##### 本文

しかし、「強いロシア」の復活を目指しているプーチン大統領にとっては、この有効なカード以上のものが必要である。それというのも、ロシアの西正面ではEUが東方に拡大しつつあり、東正面ではTPP交渉が進められているからである。こうした欧米の動きに対抗しうるものとして、プーチン大統領は、独立国家共同体(CIS)の足場を固め、上海経済機構との結びつきを視野に入れた「ユーラシア連合」という経済圏構想を描いていると言われる。米国の国際関係の研究者ケント・E・カルダーは『新大陸主義』(杉田弘毅監訳)で、エネルギーや地政学の観点でユーラシアの発展を捉え、21世紀のユーラシア外交の重要性について指摘している。この見方を参照すると、今回のプーチンの動きの目的は、ウクライナのEUおよびNATOへの接近を阻止することに止まらないことが見えてくる。つまり、ウクライナへの介入は、エネルギー・鉱物資源を国家の管理下で戦略的に使い、「大国ロシア」を復活させるための1つのプロセスだといえるのではないだろうか。
国際社会が抱える難問の一つに「未承認国家」への対応の問題がある。この問題は、今回のウクライナでも見られるように、「領土保全」と「民族自決権」という二つの国際原則が絡む場合は、「領土保全」(現国境の保持)が優先されてきたことが要因となっている。この暗黙の了解を変えたのが、EUと米国による2008年2月のセルビア共和国からのコソヴォ独立の承認である。当時ロシアはこれに強く反発した。2008年8月、立場が逆転した出来事が起きた。ロシアが、アブハジア自治共和国と南オセチア自治共和国のグルジアからの独立を支援したのである。それは冷戦の再開を想起させた。

##########

取り組む課題:
1 > 本文にある「国際社会が抱える難問の一つに『未承認国家』への対応の問題がある。」という一文を英語に訳してください。
2 > 本文のうち、「国際社会が抱える難問の一つに」から「れは冷戦の再開を想起させた。」までの部分を書き写してください。

##### 提供資料

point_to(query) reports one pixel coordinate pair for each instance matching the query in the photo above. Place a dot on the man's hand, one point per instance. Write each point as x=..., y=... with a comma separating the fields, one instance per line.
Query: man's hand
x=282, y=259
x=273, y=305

##########

課題の解答:
1 > One of the difficult problems facing the international community is the question of how to deal with "unrecognized states."

2 >
国際社会が抱える難問の一つに「未承認国家」への対応の問題がある。この問題は、今回のウクライナでも見られるように、「領土保全」と「民族自決権」という二つの国際原則が絡む場合は、「領土保全」(現国境の保持)が優先されてきたことが要因となっている。この暗黙の了解を変えたのが、EUと米国による2008年2月のセルビア共和国からのコソヴォ独立の承認である。当時ロシアはこれに強く反発した。2008年8月、立場が逆転した出来事が起きた。ロシアが、アブハジア自治共和国と南オセチア自治共和国のグルジアからの独立を支援したのである。それは冷戦の再開を想起させた。